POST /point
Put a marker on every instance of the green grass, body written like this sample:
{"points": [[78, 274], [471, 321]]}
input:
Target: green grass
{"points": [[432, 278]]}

****************************************

Brief :: From the first line to the last, return the records unchanged.

Solution below ::
POST /point
Put a marker on every instance of the green grass, body written like this sample:
{"points": [[78, 274], [471, 321]]}
input:
Target: green grass
{"points": [[432, 278]]}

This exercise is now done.